Your instructions
Below are some records. Return exactly the lines from the one containing "locate gazebo roof, a point per instance." through the one containing "locate canal water, a point per instance.", both included, and only those.

BEGIN

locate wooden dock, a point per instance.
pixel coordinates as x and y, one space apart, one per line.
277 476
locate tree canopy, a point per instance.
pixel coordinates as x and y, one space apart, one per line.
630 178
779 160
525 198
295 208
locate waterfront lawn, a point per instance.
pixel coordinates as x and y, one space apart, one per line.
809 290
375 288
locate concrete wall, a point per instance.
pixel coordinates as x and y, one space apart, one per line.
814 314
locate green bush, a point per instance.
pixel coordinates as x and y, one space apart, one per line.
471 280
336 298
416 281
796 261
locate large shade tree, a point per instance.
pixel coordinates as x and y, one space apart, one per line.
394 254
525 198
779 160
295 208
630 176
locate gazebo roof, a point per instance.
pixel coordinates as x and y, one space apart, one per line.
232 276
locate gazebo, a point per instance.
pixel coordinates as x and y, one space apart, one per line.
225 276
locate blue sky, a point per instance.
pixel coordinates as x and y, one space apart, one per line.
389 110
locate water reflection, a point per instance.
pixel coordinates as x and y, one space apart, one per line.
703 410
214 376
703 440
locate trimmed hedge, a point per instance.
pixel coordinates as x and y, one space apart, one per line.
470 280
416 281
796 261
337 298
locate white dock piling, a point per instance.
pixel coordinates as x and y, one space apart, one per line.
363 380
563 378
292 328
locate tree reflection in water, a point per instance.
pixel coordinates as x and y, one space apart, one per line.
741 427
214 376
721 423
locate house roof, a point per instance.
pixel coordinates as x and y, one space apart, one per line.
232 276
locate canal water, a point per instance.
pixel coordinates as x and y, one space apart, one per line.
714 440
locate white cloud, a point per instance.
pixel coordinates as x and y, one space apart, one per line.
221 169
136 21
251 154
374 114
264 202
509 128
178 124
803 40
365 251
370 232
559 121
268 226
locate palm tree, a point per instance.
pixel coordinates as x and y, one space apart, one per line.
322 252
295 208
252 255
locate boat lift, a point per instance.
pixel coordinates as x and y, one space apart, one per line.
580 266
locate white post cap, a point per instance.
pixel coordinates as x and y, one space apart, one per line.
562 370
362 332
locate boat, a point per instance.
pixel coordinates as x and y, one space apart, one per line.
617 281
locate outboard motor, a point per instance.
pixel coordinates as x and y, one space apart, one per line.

END

Exercise output
locate gazebo roof, a point per instance.
pixel coordinates as x and y, one space apart, one per line.
232 276
locate gazebo, a point per instance.
pixel coordinates as x and y, one space apart, one per line.
225 276
locate blue sky, a point per instance.
pixel coordinates as x and y, one space apart, one per line.
389 110
locate water reflection, a point per instance.
pixel coordinates as x and y, one space apart, one per line.
703 410
214 376
703 440
locate trimmed hedge, a point per instance.
pixel coordinates as x and y, one space apart, one per line.
470 280
416 281
796 261
337 298
locate white dock piling, a point per instance.
pixel coordinates as x and y, one space apart, one per line.
363 380
563 378
292 328
locate tree reflection in water, a point per instance.
pixel coordinates as x and y, one space apart, one per line.
741 427
214 376
721 423
locate house roof, a point per instance.
pixel coordinates as x and y, one space apart, one per line.
232 276
locate canal water, a point per instance.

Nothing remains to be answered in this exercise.